## DIRECTIONS
(1) In the community policing piece, rewrite everything from "What exactly can" down to "law enforcement officer?", swapping "motorist" for "driver".
(2) Answer these about the community policing piece:
(a) What institution does it propose?
(b) Starting when should people learn about the behavior of cops and citizens?
(c) In the first of the leading questions, what is the child holding?

## SOURCE
++++++++
A National Academy of Community Policing could bring about a standard of law enforcement that is a high degree of behavior that we citizens can all learn about and so know what to expect in every dangerous or every friendly confrontation with a law officer. It should be behavior of the cop and behavior of the citizen that we learn about beginning in grade school. We would be safer. Our cops could become people from whom we all know what to expect. A cop could then have a high and reasonable expectation that that a seemingly unruly citizen has learned this standard of expectation. A standard of behavior on both sides of the law is missing. If you do not see this, you have not been observing and then thinking about what is missing. Standards make us safer. Behavior that is taught is behavior that can be reasonably expected.
Here are some leading questions of which you probably have a reasonable answer:
How does a child with a toy gun behave when a police car is approaching and the cops are vocally yelling something at him or her?
What exactly can a motorist expect if he or she does not fully cooperate with a cop during the short time they are being confronted with the accusation of having made a traffic violation?
Is the life of any single citizen more valuable to any community than the life of any single law enforcement officer?
Should a law enforcement officer be expected to endanger his body when controlling a situation? Should a cop use his or her electric Taser or a club or use basic hand-to-hand combat training to “arrest,” or calm a situation when an emotionally distraught citizen is wielding a baseball bat yet know one has yet been harmed? Shoot to kill and ask questions later? Shoot to wound and ask questions later?
++++++++
## INFORMATION GIVEN
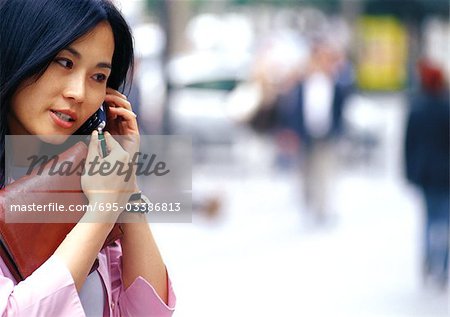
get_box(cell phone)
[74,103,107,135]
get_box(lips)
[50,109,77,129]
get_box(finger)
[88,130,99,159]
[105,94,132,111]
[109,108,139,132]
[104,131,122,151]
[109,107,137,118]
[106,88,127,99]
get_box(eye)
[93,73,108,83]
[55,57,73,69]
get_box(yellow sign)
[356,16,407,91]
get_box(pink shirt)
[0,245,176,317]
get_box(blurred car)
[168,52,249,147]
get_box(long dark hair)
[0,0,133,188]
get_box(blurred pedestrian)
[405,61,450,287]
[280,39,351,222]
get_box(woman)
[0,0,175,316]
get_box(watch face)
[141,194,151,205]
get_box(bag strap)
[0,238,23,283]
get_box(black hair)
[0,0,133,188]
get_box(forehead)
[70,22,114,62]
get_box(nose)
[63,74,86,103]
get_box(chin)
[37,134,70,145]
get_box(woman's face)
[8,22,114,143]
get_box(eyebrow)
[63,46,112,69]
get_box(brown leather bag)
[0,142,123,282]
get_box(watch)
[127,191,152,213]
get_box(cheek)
++++++++
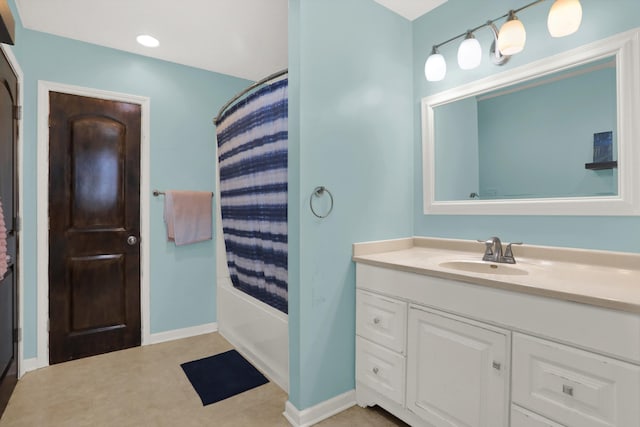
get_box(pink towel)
++++++++
## ANSWERS PROVIDED
(1)
What exactly can a driver expect if he or she does not fully cooperate with a cop during the short time they are being confronted with the accusation of having made a traffic violation?
Is the life of any single citizen more valuable to any community than the life of any single law enforcement officer?

(2)
(a) A National Academy of Community Policing.
(b) Grade school.
(c) A toy gun.